# Travail à réaliser:
a) Selon l'intervention sur le crédit d'impôt recherche, combien d'entreprises ont déclaré des dépenses en recherche et développement en 2013 ?
b) Indiquez si chacune des affirmations suivantes concorde avec l'intervention sur le crédit d'impôt recherche, en citant les mots décisifs du texte : (i) la réunion s'est tenue le 12 janvier 2016 ; (ii) les dépenses déclarées ont progressé de 42 % depuis 2007 ; (iii) l'intervention se concentre sur l'emploi scientifique.
c) Poursuivez l'intervention sur le crédit d'impôt recherche au-delà de sa dernière phrase.

# Texte de lecture:
--- --- ---
Intervention de Dominique Gillot

Réunion du 12 janvier 2016 à 14h30
Débat sur le thème « les incidences du crédit d'impôt recherche sur la situation de l'emploi et de la recherche dans notre pays »

Photo de Dominique GillotDominique Gillot :

Monsieur le président, monsieur le secrétaire d'État, madame la rapporteur, mes chers collègues, je concentrerai mon intervention sur l’emploi scientifique.

En 2013, plus de 21 000 entreprises ont déclaré près de 20 milliards d’euros de dépenses en recherche et développement – soit une progression de 24 % depuis 2007 –, ce qui a entraîné l’inscription de 5, 5 milliards d’euros de crédit d’impôt recherche au projet de loi de finances pour 2016.
--- --- ---
[Entrées de pointage d'objets étiquetés]
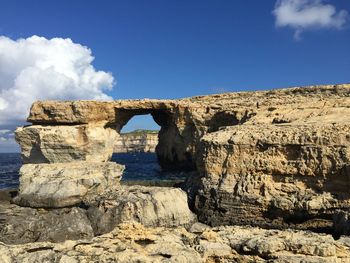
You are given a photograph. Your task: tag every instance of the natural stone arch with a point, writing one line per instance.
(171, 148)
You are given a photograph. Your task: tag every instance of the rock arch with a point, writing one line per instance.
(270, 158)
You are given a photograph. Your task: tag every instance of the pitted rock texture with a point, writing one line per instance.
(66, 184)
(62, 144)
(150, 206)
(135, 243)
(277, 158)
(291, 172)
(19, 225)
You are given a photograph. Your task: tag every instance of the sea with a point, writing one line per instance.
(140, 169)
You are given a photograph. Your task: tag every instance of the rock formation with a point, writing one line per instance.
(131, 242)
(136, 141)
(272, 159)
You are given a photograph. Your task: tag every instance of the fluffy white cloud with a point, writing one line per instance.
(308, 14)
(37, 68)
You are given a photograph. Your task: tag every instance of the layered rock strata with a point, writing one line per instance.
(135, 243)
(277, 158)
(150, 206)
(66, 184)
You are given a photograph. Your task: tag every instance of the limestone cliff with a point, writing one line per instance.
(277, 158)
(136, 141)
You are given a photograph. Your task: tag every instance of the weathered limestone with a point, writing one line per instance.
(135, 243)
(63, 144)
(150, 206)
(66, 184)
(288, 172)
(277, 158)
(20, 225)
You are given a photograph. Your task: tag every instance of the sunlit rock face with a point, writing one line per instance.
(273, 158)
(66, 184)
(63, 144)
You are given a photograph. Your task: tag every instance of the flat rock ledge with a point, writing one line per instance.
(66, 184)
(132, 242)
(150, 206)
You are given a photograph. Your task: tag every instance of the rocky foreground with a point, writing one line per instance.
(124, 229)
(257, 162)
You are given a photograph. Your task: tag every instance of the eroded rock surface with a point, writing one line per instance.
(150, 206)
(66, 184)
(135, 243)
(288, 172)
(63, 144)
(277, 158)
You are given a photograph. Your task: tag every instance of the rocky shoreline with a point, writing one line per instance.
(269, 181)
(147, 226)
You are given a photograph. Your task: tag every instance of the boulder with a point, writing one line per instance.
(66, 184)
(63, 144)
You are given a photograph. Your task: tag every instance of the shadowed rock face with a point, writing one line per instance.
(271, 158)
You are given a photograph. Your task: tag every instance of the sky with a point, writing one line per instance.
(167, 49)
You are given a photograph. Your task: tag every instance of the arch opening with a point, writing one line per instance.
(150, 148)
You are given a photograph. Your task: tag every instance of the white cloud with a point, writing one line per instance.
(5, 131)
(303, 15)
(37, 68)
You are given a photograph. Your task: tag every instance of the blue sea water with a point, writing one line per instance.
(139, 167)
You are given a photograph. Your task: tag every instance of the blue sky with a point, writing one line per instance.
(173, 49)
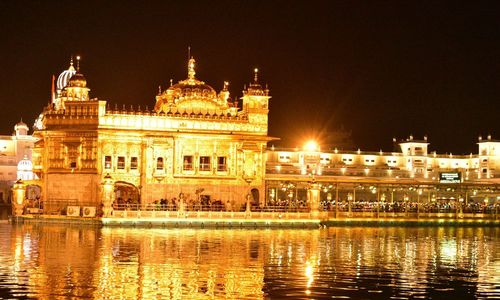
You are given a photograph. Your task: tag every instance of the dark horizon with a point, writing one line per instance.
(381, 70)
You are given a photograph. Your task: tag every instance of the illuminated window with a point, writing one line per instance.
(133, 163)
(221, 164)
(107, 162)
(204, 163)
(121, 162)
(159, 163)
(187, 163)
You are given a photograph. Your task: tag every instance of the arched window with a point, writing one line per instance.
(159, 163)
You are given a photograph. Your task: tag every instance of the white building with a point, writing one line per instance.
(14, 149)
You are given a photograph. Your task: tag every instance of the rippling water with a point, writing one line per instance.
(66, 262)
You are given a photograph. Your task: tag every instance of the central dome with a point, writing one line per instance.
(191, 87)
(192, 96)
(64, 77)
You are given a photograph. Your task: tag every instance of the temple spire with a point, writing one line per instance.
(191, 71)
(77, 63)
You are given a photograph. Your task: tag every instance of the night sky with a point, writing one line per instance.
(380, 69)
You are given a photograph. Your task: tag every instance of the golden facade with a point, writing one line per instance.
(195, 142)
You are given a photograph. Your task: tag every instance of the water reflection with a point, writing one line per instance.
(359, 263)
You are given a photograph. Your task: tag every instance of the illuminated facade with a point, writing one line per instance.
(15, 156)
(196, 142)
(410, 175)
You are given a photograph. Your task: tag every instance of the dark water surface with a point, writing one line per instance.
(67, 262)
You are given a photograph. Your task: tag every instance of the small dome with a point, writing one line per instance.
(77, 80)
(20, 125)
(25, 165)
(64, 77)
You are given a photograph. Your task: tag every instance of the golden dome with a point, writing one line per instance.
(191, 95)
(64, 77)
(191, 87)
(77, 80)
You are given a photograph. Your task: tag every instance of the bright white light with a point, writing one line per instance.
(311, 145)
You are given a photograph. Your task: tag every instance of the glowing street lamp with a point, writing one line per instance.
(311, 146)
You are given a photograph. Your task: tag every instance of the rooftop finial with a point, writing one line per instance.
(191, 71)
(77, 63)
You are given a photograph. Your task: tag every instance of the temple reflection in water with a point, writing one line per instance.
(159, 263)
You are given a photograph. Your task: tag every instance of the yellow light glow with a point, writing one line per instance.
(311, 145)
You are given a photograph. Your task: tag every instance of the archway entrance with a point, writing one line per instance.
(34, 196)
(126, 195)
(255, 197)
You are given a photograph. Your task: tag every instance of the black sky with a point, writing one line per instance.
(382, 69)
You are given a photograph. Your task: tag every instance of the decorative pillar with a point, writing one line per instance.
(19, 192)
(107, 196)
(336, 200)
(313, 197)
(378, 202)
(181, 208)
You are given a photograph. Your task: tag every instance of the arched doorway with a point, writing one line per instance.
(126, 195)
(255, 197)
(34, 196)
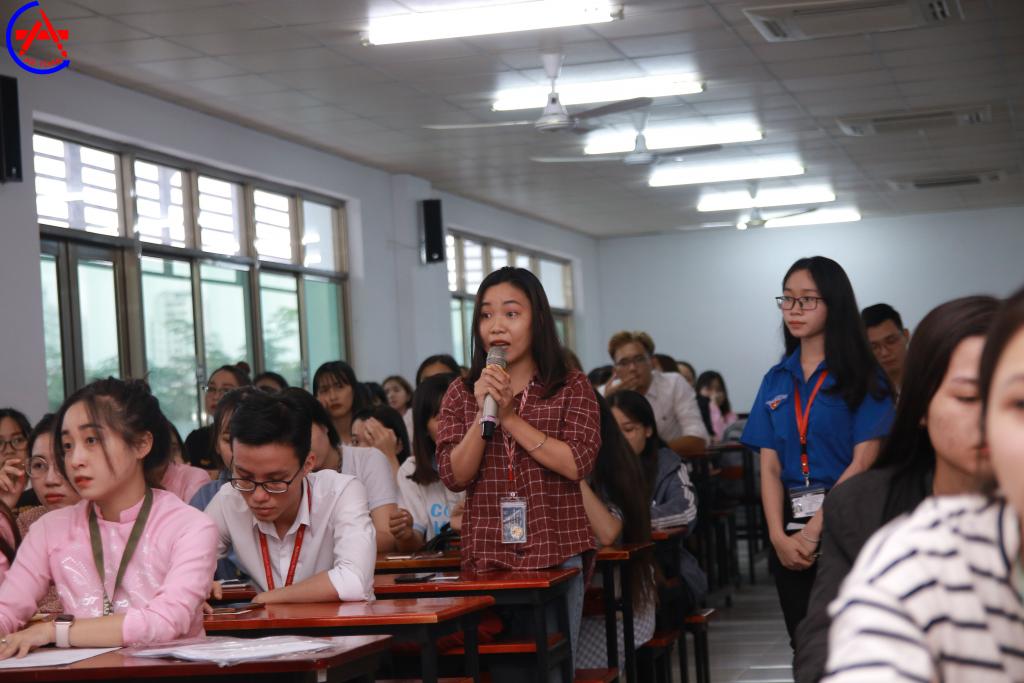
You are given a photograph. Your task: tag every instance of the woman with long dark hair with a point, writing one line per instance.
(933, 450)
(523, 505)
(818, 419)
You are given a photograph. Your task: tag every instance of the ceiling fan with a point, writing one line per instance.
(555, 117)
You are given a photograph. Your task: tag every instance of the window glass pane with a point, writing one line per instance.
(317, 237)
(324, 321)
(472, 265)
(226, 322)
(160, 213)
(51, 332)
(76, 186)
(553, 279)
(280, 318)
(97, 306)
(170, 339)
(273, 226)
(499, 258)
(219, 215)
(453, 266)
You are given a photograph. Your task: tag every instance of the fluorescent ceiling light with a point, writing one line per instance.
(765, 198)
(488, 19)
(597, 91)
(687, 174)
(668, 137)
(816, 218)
--- --- ---
# Corrigé de l'exercice:
a) Plus de 21 000 entreprises.

b)
(i) Oui : « Réunion du 12 janvier 2016 à 14h30 ».
(ii) Non : « soit une progression de 24 % depuis 2007 ».
(iii) Oui : « je concentrerai mon intervention sur l’emploi scientifique ».

c)
La dépense publique se stabilise, mais l’effet de levier est en constante augmentation : pour 1 euro de CIR supplémentaire, il est passé de 1, 15 euro en 2011 à 1, 50 euro en 2012 pour atteindre 1, 63 euro en 2013. Quant à l’intensité de la recherche et développement des entreprises, elle a atteint 1, 46 % en 2014.

Un des freins à l’innovation souvent évoqué en France serait un trop faible recours des entreprises à la recherche publique et un taux d’intégration de docteurs trop bas dans leurs effectifs. La vocation du CIR est bien de favoriser la coopération entre recherche publique et recherche privée.

L’embauche de docteurs dans les entreprises, en évolution, tient aussi à la valorisation du diplôme : formation à la recherche et formation par la recherche, et contrats doctoraux équivalant à une première expérience professionnelle.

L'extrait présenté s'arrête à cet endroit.